What the exercise asks: Each record that follows should be repeated exactly, minus any images.

Extracted records:
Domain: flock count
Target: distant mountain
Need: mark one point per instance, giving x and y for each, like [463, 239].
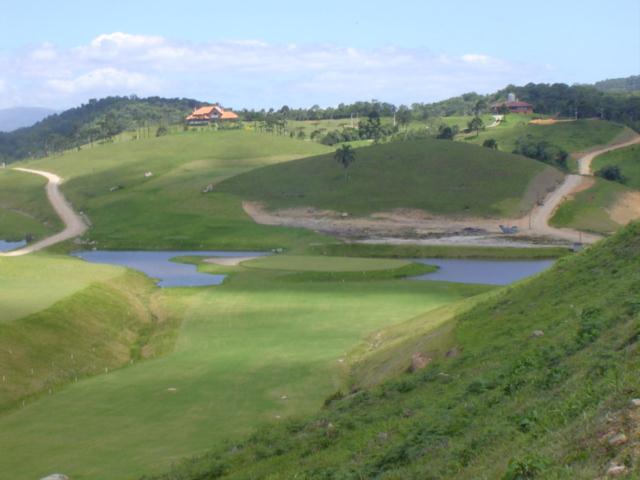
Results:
[19, 117]
[627, 84]
[96, 120]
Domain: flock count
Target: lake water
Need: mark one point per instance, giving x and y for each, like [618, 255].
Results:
[8, 246]
[158, 265]
[489, 272]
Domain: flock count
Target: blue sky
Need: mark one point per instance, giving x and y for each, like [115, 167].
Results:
[250, 53]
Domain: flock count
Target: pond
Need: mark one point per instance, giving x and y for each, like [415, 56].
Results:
[8, 246]
[488, 272]
[158, 265]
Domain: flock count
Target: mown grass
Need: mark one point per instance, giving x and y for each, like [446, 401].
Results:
[436, 251]
[24, 209]
[588, 209]
[32, 283]
[434, 175]
[168, 209]
[571, 136]
[105, 325]
[506, 404]
[627, 159]
[264, 346]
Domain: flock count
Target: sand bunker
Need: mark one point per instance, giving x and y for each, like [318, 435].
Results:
[228, 261]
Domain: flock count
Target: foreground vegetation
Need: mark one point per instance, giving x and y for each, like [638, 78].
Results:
[270, 343]
[537, 383]
[177, 205]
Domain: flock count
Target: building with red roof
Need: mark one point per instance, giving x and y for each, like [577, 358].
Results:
[513, 105]
[208, 114]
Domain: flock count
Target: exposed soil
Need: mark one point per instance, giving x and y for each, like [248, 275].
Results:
[416, 226]
[228, 261]
[74, 223]
[626, 209]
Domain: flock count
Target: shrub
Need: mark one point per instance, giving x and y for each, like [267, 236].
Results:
[611, 172]
[490, 143]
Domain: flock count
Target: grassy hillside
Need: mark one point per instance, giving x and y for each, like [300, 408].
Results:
[434, 175]
[24, 208]
[504, 404]
[627, 159]
[268, 344]
[571, 136]
[89, 319]
[169, 209]
[589, 210]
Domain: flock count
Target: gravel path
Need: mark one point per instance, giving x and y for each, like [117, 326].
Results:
[572, 184]
[74, 224]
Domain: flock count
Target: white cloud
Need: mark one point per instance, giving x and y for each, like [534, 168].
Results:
[476, 58]
[104, 80]
[247, 72]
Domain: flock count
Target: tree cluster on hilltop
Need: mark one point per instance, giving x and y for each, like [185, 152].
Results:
[97, 120]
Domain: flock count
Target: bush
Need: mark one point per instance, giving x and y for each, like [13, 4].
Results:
[524, 469]
[490, 143]
[611, 172]
[446, 132]
[543, 151]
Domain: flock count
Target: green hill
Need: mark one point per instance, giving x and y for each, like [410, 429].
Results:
[168, 209]
[625, 84]
[627, 159]
[96, 120]
[433, 175]
[571, 136]
[590, 210]
[537, 383]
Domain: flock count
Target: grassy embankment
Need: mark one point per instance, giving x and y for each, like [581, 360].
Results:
[571, 136]
[441, 177]
[588, 210]
[507, 404]
[24, 208]
[268, 344]
[627, 159]
[63, 319]
[168, 209]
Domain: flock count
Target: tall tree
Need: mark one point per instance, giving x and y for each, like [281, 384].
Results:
[345, 156]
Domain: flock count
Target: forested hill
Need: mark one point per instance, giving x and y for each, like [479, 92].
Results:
[93, 121]
[627, 84]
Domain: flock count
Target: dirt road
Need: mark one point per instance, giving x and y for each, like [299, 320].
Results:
[74, 224]
[419, 227]
[541, 215]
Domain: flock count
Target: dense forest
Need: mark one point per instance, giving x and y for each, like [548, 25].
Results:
[627, 84]
[97, 120]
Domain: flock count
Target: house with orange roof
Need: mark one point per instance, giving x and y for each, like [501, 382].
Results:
[208, 114]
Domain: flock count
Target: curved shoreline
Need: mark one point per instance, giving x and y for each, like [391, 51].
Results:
[74, 223]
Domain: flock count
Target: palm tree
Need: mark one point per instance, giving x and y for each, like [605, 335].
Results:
[345, 156]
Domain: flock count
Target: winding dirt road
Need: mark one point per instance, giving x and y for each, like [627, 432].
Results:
[572, 184]
[74, 223]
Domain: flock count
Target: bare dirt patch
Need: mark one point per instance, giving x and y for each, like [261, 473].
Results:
[228, 261]
[626, 209]
[399, 226]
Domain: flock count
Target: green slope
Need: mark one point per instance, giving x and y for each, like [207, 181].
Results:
[588, 210]
[508, 405]
[571, 136]
[168, 209]
[627, 159]
[24, 208]
[263, 335]
[438, 176]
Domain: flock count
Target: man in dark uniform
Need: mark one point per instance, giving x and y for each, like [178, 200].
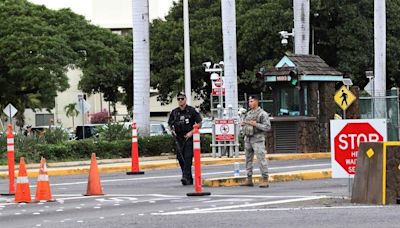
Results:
[181, 121]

Written reply:
Domain: flock count
Target: distant mountain
Need: mark one point per instance, giving x and y for each, like [463, 239].
Results:
[19, 117]
[627, 84]
[96, 120]
Domain: flock count
Target: lake water
Need: mark one point per instance, giving x and y for each, like [618, 255].
Results:
[8, 246]
[158, 265]
[489, 272]
Domain: flock count
Target: blue sky
Need: mark one point per instance, giving x and y for each, like [115, 167].
Results:
[250, 53]
Domain: flock count
Target: pond
Need: mark one point per instance, giving x and y for each, like [415, 56].
Results:
[8, 246]
[488, 272]
[158, 265]
Domain: flock count
Target: mown grass
Need: mark one point per instance, giving x and y for each, like [446, 401].
Results:
[436, 251]
[24, 209]
[588, 209]
[32, 283]
[434, 175]
[168, 209]
[571, 136]
[105, 325]
[506, 404]
[627, 159]
[264, 346]
Domain: flock count
Target: sand bunker
Need: mark one point per instance, giving x and y for each, like [318, 435].
Results:
[228, 261]
Domain: flock count
Target: foreground vegetation
Need: mark one point per instance, giving x and y for each, like [638, 78].
Results:
[270, 343]
[537, 383]
[177, 205]
Domain: flock count
Target: building with red roof
Need: mark one point per instance, giving x and y for each, like [577, 358].
Results:
[513, 105]
[208, 114]
Domain: flock count
Target: exposed soil
Need: mark one point per instance, giving x and y for each, like [248, 275].
Results:
[416, 226]
[228, 261]
[74, 223]
[626, 209]
Domain: flock count
Target: shrub
Need: mark one point per instance, giving x and y for each, like [267, 236].
Results:
[611, 172]
[490, 143]
Domain: flock count
Target: grassy hillside
Need: mark one point per instance, giving x and y for each, like [300, 408].
Results:
[434, 175]
[24, 208]
[504, 404]
[627, 159]
[268, 344]
[571, 136]
[89, 319]
[169, 209]
[589, 210]
Domain: flock count
Target: gravel path
Need: mark one point per instance, giving x and y for each, like [117, 326].
Results:
[572, 184]
[74, 224]
Domain: flock count
Target: white cloud
Need: mark one point per instance, giving x and y for each, like [534, 168].
Results:
[476, 58]
[104, 80]
[247, 72]
Domain: flock count
Target: tree cluster on hilltop
Need: mark one point per instance, giving x and y for each, like [185, 152].
Results:
[97, 120]
Domain: flock count
Target: bush
Need: mark one point per instance, giving x and y for each, like [13, 4].
Results:
[524, 469]
[490, 143]
[611, 172]
[446, 132]
[543, 151]
Domain: flock count
Target: green hill
Need: mark one point per instance, giving x and y for each, like [410, 429].
Results:
[168, 209]
[625, 84]
[627, 159]
[96, 120]
[433, 175]
[571, 136]
[590, 210]
[537, 383]
Domain: flock count
Target: grassy embankment
Need: mark one point per instance, giving x and y for each, like [581, 360].
Results:
[571, 136]
[441, 177]
[588, 210]
[507, 404]
[24, 208]
[268, 344]
[627, 159]
[63, 319]
[168, 209]
Domain: flock count
Target: tall tree
Need: mark one point per instance, giving x and y for each, like [281, 384].
Results:
[345, 156]
Domain: flock count
Target: forested hill
Need: mark one point per instance, giving x and y for each, like [479, 92].
Results:
[93, 121]
[627, 84]
Domain: flock count
Target: dirt road
Need: mark one point per instance, giving x and y for each, like [299, 320].
Results:
[74, 224]
[419, 227]
[541, 215]
Domain: flock count
Target: dense forest
Need: mark one point per instance, giving x and y for each, like [548, 25].
Results:
[627, 84]
[97, 120]
Domain: flock count
Target: house with orange roof
Need: mark one point per instance, giving x and y for each, like [501, 382].
Results:
[208, 114]
Domain: flock count
Target: curved shoreline
Need: mark one point per instance, giving x and y for each, like [391, 51].
Results:
[74, 223]
Domain: flock count
Target: palm tree
Need: mark one point per instance, giving x and y for each, like [605, 335].
Results:
[345, 156]
Domain: flock count
Target: winding dirt road
Need: mark one point per instance, giving x and y for each, like [627, 432].
Results:
[572, 184]
[74, 223]
Domain: flock count
Target: bare dirt patch
Need: mark one point per instance, giving x and y for each, like [261, 473].
Results:
[228, 261]
[626, 209]
[399, 226]
Domain: flock count
Target: green slope
Need: mark one point per instance, giving x and y for each, like [207, 181].
Results:
[588, 210]
[508, 405]
[571, 136]
[168, 209]
[627, 159]
[24, 208]
[263, 335]
[438, 176]
Domain: flock count
Target: man in dark uniform
Need: mark one point per instance, giving x and y for each, like [178, 200].
Results:
[181, 121]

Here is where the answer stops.